San Domenico is a Roman Catholic church and the adjacent former Dominican convent is located on the Piazza della Beata Colomba in the medieval center of the city of Rieti, region of Lazio, Italy.

==History==
Construction was begun in 1242 and completed in 1268; refurbished in 1643-1644. At one time it was endowed with numerous relics and richly decorated. The adjacent convent was linked to the early life of the Blessed Columba of Rieti, after whom the piazza in front of the church is named. The church had a single nave and the facade is built with travertine stone. The Romanesque belltower has a number of bells. It was abandoned in the 18th century, and in 1779, the diocese had proposals to raze the structure and rebuild a new church. The church was suppressed in 1810, but returned after the end of Napoleonic occupation. However again with the establishment of the Italian rule over the Papal states, in 1862 the Dominicans were again expelled, and the convent was used as army barracks. The church was deconsecrated by 1890, and used as a garage or armory.

By 1939, the Bishop of Rieti, Massimo Rinaldi, sought to reconsecrate the building. After the second world war, the commune over the next decades finally committed itself to the slow work of restoration. The earthquake of 1979 caused the roof to collapse, and repairs took decades. The church was reconsecrated in 1994, but restorations not completed until 1999. The sparse interior lacks the numerous side altars, many made with polychrome marble, once decorating the church.

The interior has a number of frescoes, most poorly conserved and some detached and moved to the civic museum. They include:
- Crucifixion (15th-century) by a painter of the Sienese school
- Enthroned Madonna with Saints (1596) by Giovanni Giacomo Pandolci for an altar designed by Dionisio Colonnese
- Madonna with Saints and Putti (1491) by follower of Antoniazzo Romano
- Madonna della Misericordia with God the Father (15th-century) by unknown painter
- Baptism of Christ

Behind the main altar is a monumental organ built from 2004 to 2009 by Barthélemy Formentelli, following 18th century essays by Dom Bédos de Celles (1760) and Roubo le Fils.

> _Collected data_
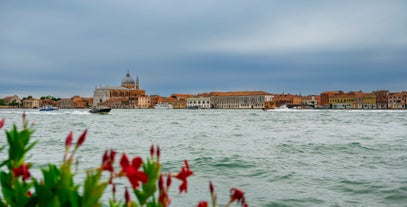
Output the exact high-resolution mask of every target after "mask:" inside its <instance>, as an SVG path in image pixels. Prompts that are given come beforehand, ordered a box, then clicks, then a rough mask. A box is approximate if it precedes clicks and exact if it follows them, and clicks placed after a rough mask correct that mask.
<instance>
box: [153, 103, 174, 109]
mask: <svg viewBox="0 0 407 207" xmlns="http://www.w3.org/2000/svg"><path fill="white" fill-rule="evenodd" d="M154 108H155V109H173V108H174V107H173V106H172V105H171V104H169V103H158V104H156V105H154Z"/></svg>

> _Instructions for the task_
Write out the San Domenico church text again word for word, in full.

> _Response area_
San Domenico is a Roman Catholic church and the adjacent former Dominican convent is located on the Piazza della Beata Colomba in the medieval center of the city of Rieti, region of Lazio, Italy.

==History==
Construction was begun in 1242 and completed in 1268; refurbished in 1643-1644. At one time it was endowed with numerous relics and richly decorated. The adjacent convent was linked to the early life of the Blessed Columba of Rieti, after whom the piazza in front of the church is named. The church had a single nave and the facade is built with travertine stone. The Romanesque belltower has a number of bells. It was abandoned in the 18th century, and in 1779, the diocese had proposals to raze the structure and rebuild a new church. The church was suppressed in 1810, but returned after the end of Napoleonic occupation. However again with the establishment of the Italian rule over the Papal states, in 1862 the Dominicans were again expelled, and the convent was used as army barracks. The church was deconsecrated by 1890, and used as a garage or armory.

By 1939, the Bishop of Rieti, Massimo Rinaldi, sought to reconsecrate the building. After the second world war, the commune over the next decades finally committed itself to the slow work of restoration. The earthquake of 1979 caused the roof to collapse, and repairs took decades. The church was reconsecrated in 1994, but restorations not completed until 1999. The sparse interior lacks the numerous side altars, many made with polychrome marble, once decorating the church.

The interior has a number of frescoes, most poorly conserved and some detached and moved to the civic museum. They include:
- Crucifixion (15th-century) by a painter of the Sienese school
- Enthroned Madonna with Saints (1596) by Giovanni Giacomo Pandolci for an altar designed by Dionisio Colonnese
- Madonna with Saints and Putti (1491) by follower of Antoniazzo Romano
- Madonna della Misericordia with God the Father (15th-century) by unknown painter
- Baptism of Christ

Behind the main altar is a monumental organ built from 2004 to 2009 by Barthélemy Formentelli, following 18th century essays by Dom Bédos de Celles (1760) and Roubo le Fils.